Dataset records:
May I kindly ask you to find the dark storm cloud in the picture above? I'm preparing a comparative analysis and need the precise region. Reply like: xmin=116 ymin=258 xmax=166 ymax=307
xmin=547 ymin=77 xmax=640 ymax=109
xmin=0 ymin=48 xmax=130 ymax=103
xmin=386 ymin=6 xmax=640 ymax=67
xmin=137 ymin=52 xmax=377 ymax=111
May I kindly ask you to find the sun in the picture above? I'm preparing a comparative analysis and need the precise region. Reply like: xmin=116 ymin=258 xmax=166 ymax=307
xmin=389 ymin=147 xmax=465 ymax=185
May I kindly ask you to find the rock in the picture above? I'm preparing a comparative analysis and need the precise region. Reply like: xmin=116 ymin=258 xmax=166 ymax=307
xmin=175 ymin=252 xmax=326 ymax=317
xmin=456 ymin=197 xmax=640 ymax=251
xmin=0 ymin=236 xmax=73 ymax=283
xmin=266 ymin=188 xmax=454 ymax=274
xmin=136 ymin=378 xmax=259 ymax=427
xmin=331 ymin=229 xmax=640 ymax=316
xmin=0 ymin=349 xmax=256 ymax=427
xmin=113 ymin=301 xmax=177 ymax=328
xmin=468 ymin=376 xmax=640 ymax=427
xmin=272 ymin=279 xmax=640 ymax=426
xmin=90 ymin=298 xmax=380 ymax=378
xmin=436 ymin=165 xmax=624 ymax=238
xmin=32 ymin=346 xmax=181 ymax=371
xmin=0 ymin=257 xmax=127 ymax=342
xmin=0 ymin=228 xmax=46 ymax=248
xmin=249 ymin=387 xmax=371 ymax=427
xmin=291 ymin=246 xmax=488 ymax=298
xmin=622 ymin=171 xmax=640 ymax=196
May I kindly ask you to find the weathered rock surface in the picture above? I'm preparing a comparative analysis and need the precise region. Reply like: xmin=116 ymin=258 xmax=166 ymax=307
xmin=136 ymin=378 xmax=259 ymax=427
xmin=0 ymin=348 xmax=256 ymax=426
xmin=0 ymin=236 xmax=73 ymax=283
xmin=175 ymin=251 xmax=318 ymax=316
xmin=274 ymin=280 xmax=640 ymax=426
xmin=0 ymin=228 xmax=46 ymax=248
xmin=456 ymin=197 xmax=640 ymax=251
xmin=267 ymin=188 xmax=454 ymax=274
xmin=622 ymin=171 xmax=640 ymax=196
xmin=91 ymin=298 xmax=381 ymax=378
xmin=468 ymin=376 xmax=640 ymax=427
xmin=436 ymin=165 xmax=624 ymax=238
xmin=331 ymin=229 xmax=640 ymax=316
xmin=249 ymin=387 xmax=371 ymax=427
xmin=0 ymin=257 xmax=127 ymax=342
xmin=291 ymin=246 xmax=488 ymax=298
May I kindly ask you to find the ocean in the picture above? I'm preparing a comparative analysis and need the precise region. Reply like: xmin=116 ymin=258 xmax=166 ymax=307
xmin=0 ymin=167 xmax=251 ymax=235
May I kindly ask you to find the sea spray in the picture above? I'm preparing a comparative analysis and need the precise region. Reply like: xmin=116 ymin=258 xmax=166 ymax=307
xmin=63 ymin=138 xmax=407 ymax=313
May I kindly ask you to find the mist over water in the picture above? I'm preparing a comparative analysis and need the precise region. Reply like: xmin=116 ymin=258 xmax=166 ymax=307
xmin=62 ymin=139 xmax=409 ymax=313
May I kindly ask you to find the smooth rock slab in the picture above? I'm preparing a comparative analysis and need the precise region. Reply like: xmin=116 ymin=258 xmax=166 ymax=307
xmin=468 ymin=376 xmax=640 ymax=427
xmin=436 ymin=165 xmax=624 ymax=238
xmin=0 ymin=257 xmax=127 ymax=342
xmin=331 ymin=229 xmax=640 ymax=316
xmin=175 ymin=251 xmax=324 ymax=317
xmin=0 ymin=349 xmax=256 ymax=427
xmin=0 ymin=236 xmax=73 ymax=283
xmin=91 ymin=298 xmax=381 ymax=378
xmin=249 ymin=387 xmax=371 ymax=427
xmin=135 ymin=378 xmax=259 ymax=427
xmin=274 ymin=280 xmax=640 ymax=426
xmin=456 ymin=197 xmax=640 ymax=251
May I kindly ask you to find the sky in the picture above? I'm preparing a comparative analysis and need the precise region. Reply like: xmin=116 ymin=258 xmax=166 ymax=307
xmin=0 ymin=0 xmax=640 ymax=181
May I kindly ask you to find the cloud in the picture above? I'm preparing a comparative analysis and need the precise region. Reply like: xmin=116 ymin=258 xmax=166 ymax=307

* [Instructions for the task]:
Rewrite the lines above as a numbered list, omitting any blank lines.

* [The output]:
1. May I kindly ask you to find the dark storm cloud in the picture above? I'm preparing a comparative analysis and need the precise region. Reply like: xmin=116 ymin=258 xmax=166 ymax=307
2. xmin=547 ymin=77 xmax=640 ymax=109
3. xmin=0 ymin=48 xmax=130 ymax=103
4. xmin=386 ymin=6 xmax=640 ymax=67
5. xmin=137 ymin=52 xmax=377 ymax=111
6. May I kindly ask you to find the sun in the picture above? I'm preparing a comparative analysis and need the precise region. Reply like: xmin=116 ymin=258 xmax=166 ymax=307
7. xmin=389 ymin=147 xmax=465 ymax=185
8. May I kindly ask you to find the rock in the picture above? I'm preparing a comparative analysis and need the precise region. Reply like: xmin=116 ymin=258 xmax=166 ymax=307
9. xmin=175 ymin=252 xmax=326 ymax=317
10. xmin=456 ymin=197 xmax=640 ymax=251
11. xmin=0 ymin=236 xmax=73 ymax=283
12. xmin=266 ymin=188 xmax=454 ymax=274
13. xmin=136 ymin=378 xmax=259 ymax=427
14. xmin=331 ymin=229 xmax=640 ymax=316
15. xmin=0 ymin=349 xmax=256 ymax=427
16. xmin=113 ymin=301 xmax=177 ymax=328
17. xmin=468 ymin=376 xmax=640 ymax=427
18. xmin=272 ymin=279 xmax=640 ymax=426
19. xmin=90 ymin=298 xmax=380 ymax=378
20. xmin=436 ymin=165 xmax=624 ymax=238
21. xmin=32 ymin=346 xmax=181 ymax=371
22. xmin=0 ymin=257 xmax=127 ymax=342
23. xmin=0 ymin=228 xmax=46 ymax=248
24. xmin=249 ymin=387 xmax=371 ymax=427
25. xmin=291 ymin=246 xmax=488 ymax=298
26. xmin=622 ymin=171 xmax=640 ymax=196
27. May I kindly ask you to find the weathered rock surface in the picture above? I'm preparing a comparative analysis and need the precise region. Reply like: xmin=116 ymin=258 xmax=166 ymax=307
28. xmin=136 ymin=378 xmax=259 ymax=427
29. xmin=0 ymin=348 xmax=256 ymax=426
30. xmin=0 ymin=236 xmax=73 ymax=283
31. xmin=175 ymin=251 xmax=318 ymax=316
32. xmin=274 ymin=280 xmax=640 ymax=426
33. xmin=0 ymin=228 xmax=46 ymax=248
34. xmin=456 ymin=197 xmax=640 ymax=251
35. xmin=267 ymin=188 xmax=454 ymax=274
36. xmin=622 ymin=171 xmax=640 ymax=196
37. xmin=91 ymin=298 xmax=381 ymax=378
38. xmin=468 ymin=376 xmax=640 ymax=427
39. xmin=436 ymin=165 xmax=624 ymax=238
40. xmin=331 ymin=229 xmax=640 ymax=316
41. xmin=249 ymin=387 xmax=371 ymax=427
42. xmin=0 ymin=257 xmax=127 ymax=342
43. xmin=291 ymin=246 xmax=488 ymax=298
44. May I kindly ask you to find the ocean in the picture above? I'm preparing a comparative analysis and need the precise region. Reply like: xmin=116 ymin=258 xmax=166 ymax=307
45. xmin=0 ymin=167 xmax=251 ymax=235
46. May I kindly ask you to find the sea spray in the picture above? I'm preparing a comparative analysis and need the precise region. Reply like: xmin=116 ymin=258 xmax=166 ymax=307
47. xmin=63 ymin=138 xmax=407 ymax=313
48. May I kindly ask you to find the mist over water in the picture above? I'm preparing a comparative analysis and need the precise region. Reply like: xmin=116 ymin=258 xmax=166 ymax=307
49. xmin=62 ymin=139 xmax=409 ymax=313
50. May I kindly ask you to find the smooth rock slab in the picture above? I'm preparing a comparative analysis and need the precise region. Reply like: xmin=116 ymin=258 xmax=166 ymax=307
51. xmin=468 ymin=376 xmax=640 ymax=427
52. xmin=436 ymin=165 xmax=624 ymax=238
53. xmin=0 ymin=257 xmax=127 ymax=342
54. xmin=331 ymin=229 xmax=640 ymax=316
55. xmin=175 ymin=251 xmax=324 ymax=317
56. xmin=0 ymin=349 xmax=256 ymax=427
57. xmin=0 ymin=236 xmax=73 ymax=283
58. xmin=91 ymin=298 xmax=381 ymax=378
59. xmin=249 ymin=387 xmax=371 ymax=427
60. xmin=135 ymin=378 xmax=259 ymax=427
61. xmin=274 ymin=280 xmax=640 ymax=426
62. xmin=456 ymin=197 xmax=640 ymax=251
63. May I kindly ask you to find the sky in the picture above? I'm preparing a comparative analysis and need the precise region. Reply like: xmin=116 ymin=258 xmax=166 ymax=307
64. xmin=0 ymin=0 xmax=640 ymax=181
65. May I kindly ask you to find the cloud in the picture above? I'm preparing a comparative analysis and need the precise region. Reply like: xmin=116 ymin=258 xmax=166 ymax=307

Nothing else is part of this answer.